Objective: Please collect each line below that contains the word "grass" and copy those lines out. Case counts.

Excerpted records:

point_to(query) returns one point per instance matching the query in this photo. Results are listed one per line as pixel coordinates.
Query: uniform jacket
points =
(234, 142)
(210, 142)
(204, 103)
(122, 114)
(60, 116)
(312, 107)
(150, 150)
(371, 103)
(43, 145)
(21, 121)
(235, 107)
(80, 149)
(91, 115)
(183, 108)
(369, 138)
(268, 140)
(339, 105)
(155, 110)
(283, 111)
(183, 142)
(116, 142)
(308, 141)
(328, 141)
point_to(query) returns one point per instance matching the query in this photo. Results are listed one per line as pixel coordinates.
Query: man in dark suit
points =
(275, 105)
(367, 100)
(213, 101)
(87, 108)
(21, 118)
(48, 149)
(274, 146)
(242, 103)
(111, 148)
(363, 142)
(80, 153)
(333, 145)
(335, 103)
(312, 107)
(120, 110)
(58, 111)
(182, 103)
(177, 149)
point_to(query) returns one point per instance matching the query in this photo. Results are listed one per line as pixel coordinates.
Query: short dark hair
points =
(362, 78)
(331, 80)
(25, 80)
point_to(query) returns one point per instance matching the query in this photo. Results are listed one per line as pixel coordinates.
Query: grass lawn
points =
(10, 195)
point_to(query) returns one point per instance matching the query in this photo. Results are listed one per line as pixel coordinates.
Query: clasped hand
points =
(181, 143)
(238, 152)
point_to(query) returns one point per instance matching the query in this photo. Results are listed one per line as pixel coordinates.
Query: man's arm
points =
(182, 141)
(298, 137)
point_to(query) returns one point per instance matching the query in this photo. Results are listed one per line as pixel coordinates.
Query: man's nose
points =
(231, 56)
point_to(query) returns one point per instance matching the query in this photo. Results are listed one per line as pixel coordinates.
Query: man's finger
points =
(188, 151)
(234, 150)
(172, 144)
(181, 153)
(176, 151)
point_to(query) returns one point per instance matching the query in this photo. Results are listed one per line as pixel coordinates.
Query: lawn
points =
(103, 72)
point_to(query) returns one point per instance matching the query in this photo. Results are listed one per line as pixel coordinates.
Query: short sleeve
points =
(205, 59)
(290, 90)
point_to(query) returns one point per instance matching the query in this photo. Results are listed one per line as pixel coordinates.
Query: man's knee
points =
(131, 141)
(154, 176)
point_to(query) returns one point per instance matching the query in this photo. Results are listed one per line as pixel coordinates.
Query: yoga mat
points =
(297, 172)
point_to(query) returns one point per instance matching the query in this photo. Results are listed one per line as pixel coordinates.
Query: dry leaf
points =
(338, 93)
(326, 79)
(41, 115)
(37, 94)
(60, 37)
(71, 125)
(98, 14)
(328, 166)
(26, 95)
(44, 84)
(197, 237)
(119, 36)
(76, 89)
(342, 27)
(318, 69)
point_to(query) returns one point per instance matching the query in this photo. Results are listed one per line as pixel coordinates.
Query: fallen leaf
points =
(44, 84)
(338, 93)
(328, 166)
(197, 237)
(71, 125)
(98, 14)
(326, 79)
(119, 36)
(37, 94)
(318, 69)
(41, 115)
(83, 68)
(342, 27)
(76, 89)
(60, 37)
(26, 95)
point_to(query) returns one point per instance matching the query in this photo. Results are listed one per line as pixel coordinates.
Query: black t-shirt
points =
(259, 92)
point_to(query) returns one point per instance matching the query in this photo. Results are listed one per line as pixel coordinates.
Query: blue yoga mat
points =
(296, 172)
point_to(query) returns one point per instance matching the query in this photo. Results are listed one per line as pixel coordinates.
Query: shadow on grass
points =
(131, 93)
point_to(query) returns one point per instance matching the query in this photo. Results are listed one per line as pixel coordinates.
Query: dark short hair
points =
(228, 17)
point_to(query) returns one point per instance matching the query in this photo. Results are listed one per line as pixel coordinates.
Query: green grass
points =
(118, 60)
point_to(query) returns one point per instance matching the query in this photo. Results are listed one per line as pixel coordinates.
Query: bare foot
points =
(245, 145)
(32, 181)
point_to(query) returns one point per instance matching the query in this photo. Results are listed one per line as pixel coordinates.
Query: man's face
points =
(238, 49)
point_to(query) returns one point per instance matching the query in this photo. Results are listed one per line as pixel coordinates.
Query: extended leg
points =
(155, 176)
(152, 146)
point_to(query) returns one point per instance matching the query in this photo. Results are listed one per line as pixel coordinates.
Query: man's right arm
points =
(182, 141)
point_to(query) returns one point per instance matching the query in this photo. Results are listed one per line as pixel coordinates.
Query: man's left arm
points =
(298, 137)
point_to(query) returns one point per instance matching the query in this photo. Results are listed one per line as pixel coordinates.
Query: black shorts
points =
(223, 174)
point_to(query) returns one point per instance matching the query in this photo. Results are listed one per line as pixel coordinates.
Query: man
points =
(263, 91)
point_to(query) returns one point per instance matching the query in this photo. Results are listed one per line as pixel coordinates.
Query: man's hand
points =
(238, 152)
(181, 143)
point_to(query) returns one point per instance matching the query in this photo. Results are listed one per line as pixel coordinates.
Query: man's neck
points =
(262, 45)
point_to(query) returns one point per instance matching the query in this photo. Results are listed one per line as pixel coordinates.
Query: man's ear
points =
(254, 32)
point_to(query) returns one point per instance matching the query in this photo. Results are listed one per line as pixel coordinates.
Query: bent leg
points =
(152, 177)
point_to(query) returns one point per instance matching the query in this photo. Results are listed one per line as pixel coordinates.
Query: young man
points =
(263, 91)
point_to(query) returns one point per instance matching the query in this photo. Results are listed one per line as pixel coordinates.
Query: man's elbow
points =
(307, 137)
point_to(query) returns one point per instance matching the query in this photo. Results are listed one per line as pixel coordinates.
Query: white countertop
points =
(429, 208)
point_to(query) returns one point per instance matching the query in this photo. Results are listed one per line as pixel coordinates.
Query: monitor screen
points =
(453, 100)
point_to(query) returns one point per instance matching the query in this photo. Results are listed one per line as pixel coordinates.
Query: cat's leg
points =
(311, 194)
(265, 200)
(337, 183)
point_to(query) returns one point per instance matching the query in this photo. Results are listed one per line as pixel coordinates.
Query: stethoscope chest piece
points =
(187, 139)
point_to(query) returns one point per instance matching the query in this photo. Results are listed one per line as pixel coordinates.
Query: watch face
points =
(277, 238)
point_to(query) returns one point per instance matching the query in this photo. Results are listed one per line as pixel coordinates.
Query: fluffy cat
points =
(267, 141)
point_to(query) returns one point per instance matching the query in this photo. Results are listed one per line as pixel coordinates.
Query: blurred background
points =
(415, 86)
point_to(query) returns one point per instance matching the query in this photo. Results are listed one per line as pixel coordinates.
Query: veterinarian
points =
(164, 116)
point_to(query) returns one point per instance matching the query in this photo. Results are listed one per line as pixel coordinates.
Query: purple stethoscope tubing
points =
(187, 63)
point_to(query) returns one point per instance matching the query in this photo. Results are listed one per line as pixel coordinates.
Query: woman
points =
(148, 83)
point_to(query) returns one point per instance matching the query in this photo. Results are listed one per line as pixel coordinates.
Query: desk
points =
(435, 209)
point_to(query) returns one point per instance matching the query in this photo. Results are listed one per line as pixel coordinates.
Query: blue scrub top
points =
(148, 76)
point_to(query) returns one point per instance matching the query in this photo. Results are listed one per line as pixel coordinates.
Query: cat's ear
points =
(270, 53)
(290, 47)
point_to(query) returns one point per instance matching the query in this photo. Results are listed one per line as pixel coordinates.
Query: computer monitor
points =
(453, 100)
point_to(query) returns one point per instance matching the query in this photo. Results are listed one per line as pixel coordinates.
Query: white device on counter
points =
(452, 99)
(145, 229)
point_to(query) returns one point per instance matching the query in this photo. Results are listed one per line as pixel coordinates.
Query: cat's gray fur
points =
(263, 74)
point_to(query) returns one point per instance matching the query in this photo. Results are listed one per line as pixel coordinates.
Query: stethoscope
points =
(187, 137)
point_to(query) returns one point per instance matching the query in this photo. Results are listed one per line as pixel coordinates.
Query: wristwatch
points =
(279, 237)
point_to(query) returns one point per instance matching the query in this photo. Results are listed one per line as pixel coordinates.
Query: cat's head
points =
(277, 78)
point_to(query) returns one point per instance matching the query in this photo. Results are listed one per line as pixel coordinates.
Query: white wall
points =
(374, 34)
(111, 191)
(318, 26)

The completed task:
Query: grass lawn
Query: shadow on grass
Query: green grass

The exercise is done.